◆ Set exercise: Your task is to extract every entry that follows word for word while excluding the pictures.
>> begin Entries supplied
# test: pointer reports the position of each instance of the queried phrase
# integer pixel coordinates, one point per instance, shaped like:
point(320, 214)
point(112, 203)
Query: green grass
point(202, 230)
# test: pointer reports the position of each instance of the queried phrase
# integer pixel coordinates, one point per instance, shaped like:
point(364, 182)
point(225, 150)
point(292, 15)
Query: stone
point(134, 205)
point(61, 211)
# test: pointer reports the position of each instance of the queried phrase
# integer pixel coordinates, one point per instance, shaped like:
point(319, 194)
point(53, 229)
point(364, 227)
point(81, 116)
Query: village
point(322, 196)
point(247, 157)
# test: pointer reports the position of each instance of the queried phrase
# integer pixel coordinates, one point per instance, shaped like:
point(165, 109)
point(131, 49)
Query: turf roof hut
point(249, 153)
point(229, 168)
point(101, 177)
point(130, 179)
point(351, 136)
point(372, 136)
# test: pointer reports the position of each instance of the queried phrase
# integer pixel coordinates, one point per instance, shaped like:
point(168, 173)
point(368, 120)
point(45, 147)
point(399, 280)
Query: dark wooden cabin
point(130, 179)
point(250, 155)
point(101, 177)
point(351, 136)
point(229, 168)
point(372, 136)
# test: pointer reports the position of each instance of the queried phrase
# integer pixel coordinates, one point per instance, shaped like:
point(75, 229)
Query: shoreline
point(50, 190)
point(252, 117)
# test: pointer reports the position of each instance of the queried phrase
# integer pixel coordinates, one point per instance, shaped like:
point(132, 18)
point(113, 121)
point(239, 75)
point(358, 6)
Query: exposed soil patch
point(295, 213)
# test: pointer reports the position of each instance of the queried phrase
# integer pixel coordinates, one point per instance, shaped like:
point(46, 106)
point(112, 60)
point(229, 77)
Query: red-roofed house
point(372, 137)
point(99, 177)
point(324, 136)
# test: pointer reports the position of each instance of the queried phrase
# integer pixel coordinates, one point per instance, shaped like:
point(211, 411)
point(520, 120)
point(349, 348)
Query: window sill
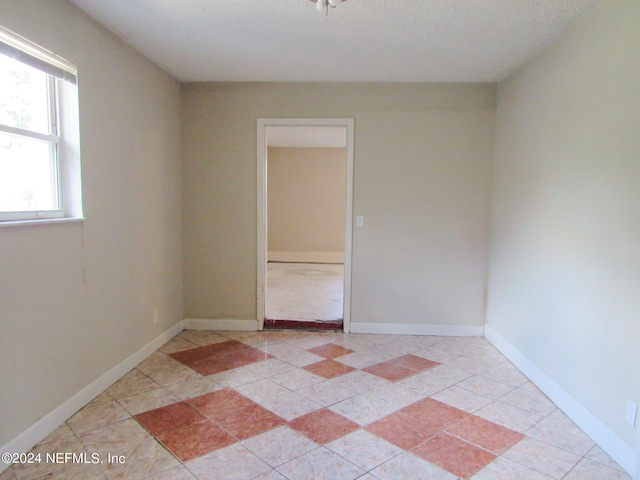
point(40, 221)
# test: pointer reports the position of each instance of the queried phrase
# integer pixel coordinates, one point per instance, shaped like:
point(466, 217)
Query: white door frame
point(263, 123)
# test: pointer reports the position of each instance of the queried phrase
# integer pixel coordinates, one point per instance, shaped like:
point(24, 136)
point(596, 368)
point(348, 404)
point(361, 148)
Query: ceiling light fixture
point(323, 5)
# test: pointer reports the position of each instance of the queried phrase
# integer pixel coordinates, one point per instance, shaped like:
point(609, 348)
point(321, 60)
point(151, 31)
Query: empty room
point(486, 321)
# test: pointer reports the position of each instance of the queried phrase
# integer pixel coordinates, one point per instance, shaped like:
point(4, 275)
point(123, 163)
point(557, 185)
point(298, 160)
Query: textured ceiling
point(360, 40)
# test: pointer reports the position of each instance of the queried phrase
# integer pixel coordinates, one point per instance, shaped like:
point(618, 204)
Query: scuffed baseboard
point(220, 324)
point(417, 329)
point(50, 422)
point(613, 445)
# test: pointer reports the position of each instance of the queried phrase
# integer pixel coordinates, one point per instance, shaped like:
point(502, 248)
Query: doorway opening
point(305, 176)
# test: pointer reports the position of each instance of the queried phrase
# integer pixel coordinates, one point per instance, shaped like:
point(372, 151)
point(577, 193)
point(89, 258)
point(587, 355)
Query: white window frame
point(64, 139)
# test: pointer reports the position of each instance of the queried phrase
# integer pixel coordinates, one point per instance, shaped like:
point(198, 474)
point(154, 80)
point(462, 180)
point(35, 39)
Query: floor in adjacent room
point(300, 405)
point(304, 291)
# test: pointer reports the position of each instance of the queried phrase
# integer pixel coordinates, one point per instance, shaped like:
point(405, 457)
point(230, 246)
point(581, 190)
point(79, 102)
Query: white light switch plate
point(632, 411)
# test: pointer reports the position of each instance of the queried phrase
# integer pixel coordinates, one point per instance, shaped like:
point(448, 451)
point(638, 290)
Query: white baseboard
point(613, 445)
point(50, 422)
point(305, 257)
point(220, 324)
point(416, 329)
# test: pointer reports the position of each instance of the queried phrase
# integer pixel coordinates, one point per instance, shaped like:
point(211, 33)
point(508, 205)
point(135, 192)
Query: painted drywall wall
>> end Entries supplied
◆ Task solution:
# test: pointer reports the position of each instance of the queried phrase
# integer pixel coordinates, one point per instance, shaped like:
point(320, 214)
point(112, 203)
Query: green grass
point(202, 230)
# test: pointer reports the position of each instance of the queried phrase
# integer pixel coordinates, one point per instance, shaped like:
point(364, 182)
point(225, 150)
point(292, 15)
Query: stone
point(134, 205)
point(61, 211)
# test: pointer reports the position of each instance of the queried phrase
# integer pixel coordinates, one point per instance, shaped like:
point(319, 194)
point(53, 229)
point(364, 227)
point(81, 116)
Query: village
point(322, 196)
point(247, 157)
# test: pointer reports the position of each instance of the queried phrase
# integer pixel coordinates, one point per instance, shaped like:
point(165, 109)
point(131, 49)
Query: turf roof hut
point(249, 153)
point(229, 168)
point(101, 177)
point(130, 179)
point(351, 136)
point(372, 136)
# test: pointer reports the position of each instance of the queried phrase
# integer pixel coordinates, one point per instance, shaped like:
point(168, 173)
point(368, 120)
point(45, 147)
point(399, 280)
Query: dark wooden cabin
point(130, 179)
point(250, 155)
point(101, 177)
point(351, 136)
point(229, 168)
point(372, 136)
# test: pointer reports the position of each instance of the queried phrase
# integer pixel coordinates, one point per instance, shaped like:
point(75, 229)
Query: shoreline
point(50, 190)
point(252, 117)
# test: pointer reports the position of each instance of the queried phrase
# integer pixel coordinates, one point per instance, shaped like:
point(132, 18)
point(113, 121)
point(239, 75)
point(358, 6)
Query: exposed soil patch
point(295, 213)
# test: pointer reports the position of each instance of the queried phrase
# integer pixel coordinates, one point per instance, shaped like:
point(46, 106)
point(112, 60)
point(229, 77)
Query: red-roofed house
point(372, 137)
point(99, 177)
point(324, 136)
# test: pointer reports the position of each instance of the queried phrase
# integer pixel coordinates, one point per instance, shaped like:
point(211, 411)
point(520, 120)
point(349, 348)
Query: window sill
point(40, 221)
# test: pointer reports the position of each instance of the queried phrase
# integer pixel coordinates, one point per instance, shaped like:
point(466, 217)
Query: white door frame
point(263, 123)
# test: pointer reports the position of each instance of the queried phrase
# integer pixel coordinates, one point per instance, shaped like:
point(24, 136)
point(596, 368)
point(348, 404)
point(361, 148)
Query: ceiling light fixture
point(323, 5)
# test: pointer reports the position of each instance of the queried phrase
# integer pixel coordinates, one point per instance, shaped like:
point(609, 348)
point(321, 60)
point(151, 31)
Query: empty room
point(486, 321)
# test: pointer reports the position of each instance of the queried phrase
# integer pixel coordinates, one point per instance, shaped like:
point(4, 275)
point(123, 163)
point(557, 185)
point(298, 160)
Query: textured ceiling
point(360, 40)
# test: pointer reports the position of each instance of the queried phrase
# integer pixel coordinates, one point per instance, shaped like:
point(618, 204)
Query: scuffed baseboard
point(220, 324)
point(417, 329)
point(50, 422)
point(613, 445)
# test: pointer reports the position of each instance of the queried phrase
# integer pixel coordinates, one point per instance, shaped like:
point(502, 248)
Query: doorway opening
point(305, 176)
# test: pointer reports the position of each instance of the queried phrase
# integer pixel coordinates, one point per instance, shaped like:
point(372, 151)
point(577, 193)
point(89, 258)
point(587, 355)
Query: white window frame
point(64, 139)
# test: pointer reports the position of each instance of the queried phrase
# integer pixel coordinates, one point per instance, shaped like:
point(198, 474)
point(154, 80)
point(462, 180)
point(35, 39)
Query: floor in adjacent room
point(300, 405)
point(304, 291)
# test: pointer reports the position of each instance of the queried phrase
# integer pixel coordinates, one point per instance, shaped like:
point(405, 457)
point(230, 246)
point(581, 190)
point(79, 102)
Query: white light switch plate
point(632, 411)
# test: pointer reports the position of each instance of the queried phrase
# integer pixel coordinates, one point per instance, shaped like:
point(448, 451)
point(638, 290)
Query: white baseboard
point(613, 445)
point(50, 422)
point(305, 257)
point(220, 324)
point(416, 329)
# test: pointer reports the position of each instance of the queried phrase
# integer pixel coordinates, one point per instance, shaped like:
point(211, 33)
point(508, 205)
point(135, 192)
Query: painted drywall wall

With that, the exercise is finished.